Passage for review
The proverbial fold in the fabric of time: a sci-fi staple.

L’Engle was born in New York City on November 29, 1918. Her father, Charles Wadsworth Camp, was a writer and drama critic. Her mother, Madeleine Hall Barnett Camp, was a pianist. Madeleine began writing stories, poems, and journals at an early age. When she was twelve, she moved with her parents to the Swiss Alps. She later went to high school in Charleston, South Carolina and graduated from Smith College in Northampton, Massachusetts in 1941.

After college, L’Engle moved to Greenwich Village where she worked in the theater. In 1944, she wrote a play called 18 Washington Square South: A Comedy in One Act. She published her first novel, The Small Rain, in 1945, in which the “write what you know” ethic is quite evident. The events in the book are dramatized, but the main character, whose mother is a pianist, goes to a boarding school in Switzerland and later moves to Greenwich Village.

While she was an understudy in Anton Chekhov’s play, The Cherry Orchard, she met her future husband, actor Hugh Franklin. They had a daughter and moved to Connecticut to live in a small farming village, where they bought and ran a general store for nine years. After their third child, the family moved back to the city so Hugh could pursue his acting career. In addition to writing and lecturing, Madeleine became the librarian for the Cathedral Church of St. John the Divine.

Hugh Franklin, perhaps best known as Dr. Charles Tyler on the television show All My Children, died of cancer in 1986. L’Engle said that writing and lecturing helped her cope with the sadness of losing her husband of forty years.

About a year ago, I wrote a letter to Madeleine L’Engle, asking her if she had ever read the works of Charles Hinton or Edwin Abbott, two authors who wrote about the fourth dimension in the late 1800’s. I received a very pleasant letter back from her assistant, explaining that Madeleine was unable to answer inquiries due to her health. This gesture touched me. Even though Ms. L’Engle did not personally answer the letter, I believe it reflects on her generous nature that those close to her would take the time to do so.

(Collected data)
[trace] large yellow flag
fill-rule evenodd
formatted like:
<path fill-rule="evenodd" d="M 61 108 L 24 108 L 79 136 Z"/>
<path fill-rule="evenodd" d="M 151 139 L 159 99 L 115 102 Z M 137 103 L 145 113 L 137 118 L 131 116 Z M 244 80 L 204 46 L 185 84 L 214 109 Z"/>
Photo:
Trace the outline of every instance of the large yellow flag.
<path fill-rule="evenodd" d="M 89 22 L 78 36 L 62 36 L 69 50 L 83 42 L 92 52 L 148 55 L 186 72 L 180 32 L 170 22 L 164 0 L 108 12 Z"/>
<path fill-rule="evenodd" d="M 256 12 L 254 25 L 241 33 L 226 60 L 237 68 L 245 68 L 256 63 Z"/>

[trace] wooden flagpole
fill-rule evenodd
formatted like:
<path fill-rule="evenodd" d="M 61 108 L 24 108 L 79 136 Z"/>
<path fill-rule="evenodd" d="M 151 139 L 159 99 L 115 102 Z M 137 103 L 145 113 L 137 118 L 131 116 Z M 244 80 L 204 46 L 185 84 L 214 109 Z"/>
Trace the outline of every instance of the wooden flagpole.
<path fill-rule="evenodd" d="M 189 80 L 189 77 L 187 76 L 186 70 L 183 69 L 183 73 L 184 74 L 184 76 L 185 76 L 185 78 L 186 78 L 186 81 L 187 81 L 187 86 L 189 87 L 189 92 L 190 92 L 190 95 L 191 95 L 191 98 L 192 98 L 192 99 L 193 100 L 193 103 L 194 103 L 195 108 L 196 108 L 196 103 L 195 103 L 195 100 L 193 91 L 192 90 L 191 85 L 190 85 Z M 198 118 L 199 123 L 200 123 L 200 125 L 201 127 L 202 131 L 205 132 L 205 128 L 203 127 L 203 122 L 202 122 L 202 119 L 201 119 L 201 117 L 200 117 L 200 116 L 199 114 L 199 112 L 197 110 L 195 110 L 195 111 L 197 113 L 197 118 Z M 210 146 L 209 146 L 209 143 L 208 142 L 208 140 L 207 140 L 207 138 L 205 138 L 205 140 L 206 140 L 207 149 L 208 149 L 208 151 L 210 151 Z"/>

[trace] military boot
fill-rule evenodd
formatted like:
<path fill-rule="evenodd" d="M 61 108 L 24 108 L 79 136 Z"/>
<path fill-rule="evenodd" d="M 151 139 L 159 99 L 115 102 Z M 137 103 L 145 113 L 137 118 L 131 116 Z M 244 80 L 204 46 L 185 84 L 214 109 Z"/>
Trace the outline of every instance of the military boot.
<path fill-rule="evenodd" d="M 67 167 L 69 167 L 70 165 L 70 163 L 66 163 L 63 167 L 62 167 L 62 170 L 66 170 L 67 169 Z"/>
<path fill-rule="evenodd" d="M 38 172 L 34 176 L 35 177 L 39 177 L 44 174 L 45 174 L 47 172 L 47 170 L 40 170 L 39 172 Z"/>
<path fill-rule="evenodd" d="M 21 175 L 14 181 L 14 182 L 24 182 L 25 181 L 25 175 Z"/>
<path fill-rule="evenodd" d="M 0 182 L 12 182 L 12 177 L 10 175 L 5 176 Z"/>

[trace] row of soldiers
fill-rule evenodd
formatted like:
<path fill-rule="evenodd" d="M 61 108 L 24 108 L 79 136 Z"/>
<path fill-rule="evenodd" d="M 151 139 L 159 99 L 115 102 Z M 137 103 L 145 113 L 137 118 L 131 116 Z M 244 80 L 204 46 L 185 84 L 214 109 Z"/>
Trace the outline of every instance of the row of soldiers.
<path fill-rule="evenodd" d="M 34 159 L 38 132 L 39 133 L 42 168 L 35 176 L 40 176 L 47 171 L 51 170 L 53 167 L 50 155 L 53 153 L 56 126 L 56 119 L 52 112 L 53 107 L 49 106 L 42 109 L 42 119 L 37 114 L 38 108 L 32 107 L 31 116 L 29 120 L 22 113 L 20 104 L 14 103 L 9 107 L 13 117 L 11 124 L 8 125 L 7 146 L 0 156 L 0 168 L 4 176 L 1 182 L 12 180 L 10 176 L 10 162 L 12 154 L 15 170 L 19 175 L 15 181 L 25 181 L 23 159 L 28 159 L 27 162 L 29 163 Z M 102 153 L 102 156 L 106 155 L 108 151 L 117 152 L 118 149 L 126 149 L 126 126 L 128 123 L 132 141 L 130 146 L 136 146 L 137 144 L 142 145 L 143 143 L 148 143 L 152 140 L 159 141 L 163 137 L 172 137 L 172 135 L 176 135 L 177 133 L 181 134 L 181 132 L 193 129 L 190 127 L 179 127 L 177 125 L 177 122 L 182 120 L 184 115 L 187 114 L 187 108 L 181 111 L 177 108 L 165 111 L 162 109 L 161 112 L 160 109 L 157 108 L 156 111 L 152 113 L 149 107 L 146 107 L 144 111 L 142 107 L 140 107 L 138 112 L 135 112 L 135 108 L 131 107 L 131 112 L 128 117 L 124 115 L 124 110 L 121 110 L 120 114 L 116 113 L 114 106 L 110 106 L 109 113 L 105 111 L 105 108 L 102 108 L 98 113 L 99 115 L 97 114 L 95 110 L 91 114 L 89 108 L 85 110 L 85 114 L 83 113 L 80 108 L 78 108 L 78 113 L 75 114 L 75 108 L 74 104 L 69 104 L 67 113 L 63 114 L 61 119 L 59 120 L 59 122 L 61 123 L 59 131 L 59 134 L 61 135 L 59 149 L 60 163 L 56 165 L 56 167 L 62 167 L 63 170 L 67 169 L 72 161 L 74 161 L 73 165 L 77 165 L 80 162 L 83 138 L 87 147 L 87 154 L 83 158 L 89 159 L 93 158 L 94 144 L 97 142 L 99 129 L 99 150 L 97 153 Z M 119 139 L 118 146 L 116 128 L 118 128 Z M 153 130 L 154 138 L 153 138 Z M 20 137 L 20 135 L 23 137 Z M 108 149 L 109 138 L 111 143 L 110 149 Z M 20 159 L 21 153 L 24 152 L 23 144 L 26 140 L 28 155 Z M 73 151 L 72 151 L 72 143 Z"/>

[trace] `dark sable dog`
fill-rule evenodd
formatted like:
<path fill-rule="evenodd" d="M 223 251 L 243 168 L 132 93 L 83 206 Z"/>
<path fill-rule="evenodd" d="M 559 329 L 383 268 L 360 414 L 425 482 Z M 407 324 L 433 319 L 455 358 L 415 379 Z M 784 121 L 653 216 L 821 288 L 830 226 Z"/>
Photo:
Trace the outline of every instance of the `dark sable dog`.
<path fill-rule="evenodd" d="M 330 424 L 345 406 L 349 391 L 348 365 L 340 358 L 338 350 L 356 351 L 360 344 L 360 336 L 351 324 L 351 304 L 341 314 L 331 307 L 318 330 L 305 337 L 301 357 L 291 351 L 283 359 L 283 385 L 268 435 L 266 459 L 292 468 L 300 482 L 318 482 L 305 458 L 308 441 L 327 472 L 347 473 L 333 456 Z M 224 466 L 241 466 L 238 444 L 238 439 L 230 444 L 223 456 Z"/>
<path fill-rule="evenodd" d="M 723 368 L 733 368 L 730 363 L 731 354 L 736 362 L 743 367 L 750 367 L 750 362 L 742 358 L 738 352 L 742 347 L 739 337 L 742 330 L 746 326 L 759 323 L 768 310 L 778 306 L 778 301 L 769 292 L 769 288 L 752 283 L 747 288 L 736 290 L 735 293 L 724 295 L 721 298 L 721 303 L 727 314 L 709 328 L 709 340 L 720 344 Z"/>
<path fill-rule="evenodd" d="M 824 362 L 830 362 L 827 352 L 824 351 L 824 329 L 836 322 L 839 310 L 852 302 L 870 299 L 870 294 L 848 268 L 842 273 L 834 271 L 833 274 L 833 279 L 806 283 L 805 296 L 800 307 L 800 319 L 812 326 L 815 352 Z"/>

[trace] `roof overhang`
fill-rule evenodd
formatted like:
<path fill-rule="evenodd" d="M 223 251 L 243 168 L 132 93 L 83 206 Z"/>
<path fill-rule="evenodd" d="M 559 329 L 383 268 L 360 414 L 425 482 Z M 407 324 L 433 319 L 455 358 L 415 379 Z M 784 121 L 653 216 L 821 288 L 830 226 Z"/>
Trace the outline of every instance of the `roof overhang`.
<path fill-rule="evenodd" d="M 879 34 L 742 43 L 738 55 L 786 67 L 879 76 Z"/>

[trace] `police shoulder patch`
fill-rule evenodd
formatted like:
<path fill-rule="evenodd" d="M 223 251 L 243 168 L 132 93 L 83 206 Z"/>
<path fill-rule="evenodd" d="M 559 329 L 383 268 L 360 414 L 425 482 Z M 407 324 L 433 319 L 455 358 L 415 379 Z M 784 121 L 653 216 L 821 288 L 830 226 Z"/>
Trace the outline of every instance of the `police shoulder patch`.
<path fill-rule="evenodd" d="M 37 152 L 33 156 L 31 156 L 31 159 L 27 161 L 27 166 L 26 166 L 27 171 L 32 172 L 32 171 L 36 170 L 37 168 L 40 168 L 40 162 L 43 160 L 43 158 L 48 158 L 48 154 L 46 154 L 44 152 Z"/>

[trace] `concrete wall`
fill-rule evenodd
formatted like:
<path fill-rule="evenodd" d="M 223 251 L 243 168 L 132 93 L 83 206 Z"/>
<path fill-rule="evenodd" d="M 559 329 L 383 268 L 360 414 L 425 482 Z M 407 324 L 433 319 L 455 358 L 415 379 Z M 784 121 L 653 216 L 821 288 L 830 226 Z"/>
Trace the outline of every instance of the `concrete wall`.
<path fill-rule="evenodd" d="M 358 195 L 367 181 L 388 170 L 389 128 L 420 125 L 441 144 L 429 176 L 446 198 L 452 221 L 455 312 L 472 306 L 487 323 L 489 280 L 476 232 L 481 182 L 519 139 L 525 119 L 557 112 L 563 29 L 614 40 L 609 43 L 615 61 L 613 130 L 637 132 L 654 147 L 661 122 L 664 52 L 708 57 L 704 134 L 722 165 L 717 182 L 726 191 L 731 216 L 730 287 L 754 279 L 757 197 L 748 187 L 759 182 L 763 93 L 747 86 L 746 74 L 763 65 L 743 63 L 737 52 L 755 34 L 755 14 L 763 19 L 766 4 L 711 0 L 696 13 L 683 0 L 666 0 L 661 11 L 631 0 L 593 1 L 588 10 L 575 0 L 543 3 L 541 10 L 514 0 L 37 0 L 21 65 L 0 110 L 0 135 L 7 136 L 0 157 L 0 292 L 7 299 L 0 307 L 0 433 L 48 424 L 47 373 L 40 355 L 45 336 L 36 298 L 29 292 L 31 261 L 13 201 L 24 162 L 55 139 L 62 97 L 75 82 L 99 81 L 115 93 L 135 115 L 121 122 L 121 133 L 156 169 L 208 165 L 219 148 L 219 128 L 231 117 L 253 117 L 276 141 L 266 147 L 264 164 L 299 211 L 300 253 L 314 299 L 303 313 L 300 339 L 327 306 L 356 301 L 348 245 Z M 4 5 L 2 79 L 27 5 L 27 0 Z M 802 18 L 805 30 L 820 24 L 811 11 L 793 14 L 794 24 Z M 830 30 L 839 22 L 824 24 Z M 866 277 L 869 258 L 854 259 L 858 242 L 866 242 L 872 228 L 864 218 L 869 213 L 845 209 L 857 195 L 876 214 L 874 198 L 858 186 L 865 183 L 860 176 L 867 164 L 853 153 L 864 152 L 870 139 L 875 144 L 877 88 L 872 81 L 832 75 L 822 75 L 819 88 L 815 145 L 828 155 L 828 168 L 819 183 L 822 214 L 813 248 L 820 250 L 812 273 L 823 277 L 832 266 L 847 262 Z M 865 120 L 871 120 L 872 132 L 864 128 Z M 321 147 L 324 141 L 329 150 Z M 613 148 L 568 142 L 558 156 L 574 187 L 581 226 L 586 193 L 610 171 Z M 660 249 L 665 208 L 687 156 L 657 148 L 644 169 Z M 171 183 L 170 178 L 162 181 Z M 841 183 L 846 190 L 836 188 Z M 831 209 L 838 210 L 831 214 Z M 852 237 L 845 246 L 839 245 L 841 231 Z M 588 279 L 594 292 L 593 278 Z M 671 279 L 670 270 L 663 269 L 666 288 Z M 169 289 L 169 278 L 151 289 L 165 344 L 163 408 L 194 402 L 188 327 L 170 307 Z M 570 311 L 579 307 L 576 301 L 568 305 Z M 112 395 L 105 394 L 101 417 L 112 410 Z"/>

List of tasks
**1.** Using the passage on Madeleine L'Engle, answer each question on its own line, marked to match:
(a) In what year did L'Engle graduate from Smith College?
(b) What was the title of her first novel?
(c) For how many years did she and her husband run the general store?
**2.** Decide whether each statement agrees with the passage on Madeleine L'Engle. Answer yes or no, and quote the words from the passage that settle it.
(a) L'Engle's father was a pianist.
(b) L'Engle met Hugh Franklin while she was an understudy in The Cherry Orchard.
(c) L'Engle personally answered the letter asking about Charles Hinton and Edwin Abbott.
**3.** Write a continuation of the passage on Madeleine L'Engle, starting after its final sentence.
You can complete this work without the records.

Numbered responses
**1.**
(a) 1941
(b) The Small Rain
(c) Nine years

**2.**
(a) No. "Her father, Charles Wadsworth Camp, was a writer and drama critic."
(b) Yes. "While she was an understudy in Anton Chekhov’s play, The Cherry Orchard, she met her future husband, actor Hugh Franklin."
(c) No. "I received a very pleasant letter back from her assistant, explaining that Madeleine was unable to answer inquiries due to her health."

**3.**
Madeleine L’Engle is survived by children, grandchildren, great grandchildren, and countless thankful fans.

Here are some inspiring words from Madeleine L’Engle’s acceptance speech upon receiving The Margaret Edwards Award (American Library Association Lifetime Achievement Award For Writing In The Field Of Young Adult Literature):

“So WRINKLE (in Time), when it was finally published in 1962, after two years of rejections, broke several current taboos. The protagonist was female, and one of the unwritten rules of science fiction was that the protagonist should be male. I’m a female. Why would I give all the best ideas to a male?

“Another assumption was that science and fantasy don’t mix. Why not? We live in a fantastic universe, and subatomic particles and quantum mechanics are even more fantastic than the macrocosm. Often the only way to look clearly at this extraordinary universe is through fantasy, fairy tale, myth. During the fifties Erich Fromm published a book called The Forgotten Language, in which he said that the only universal language which breaks across barriers of race, culture, time,is the language of fairy tale, fantasy, myth, parable, and that is why the same stories have been around in one form or another for hundreds of years.”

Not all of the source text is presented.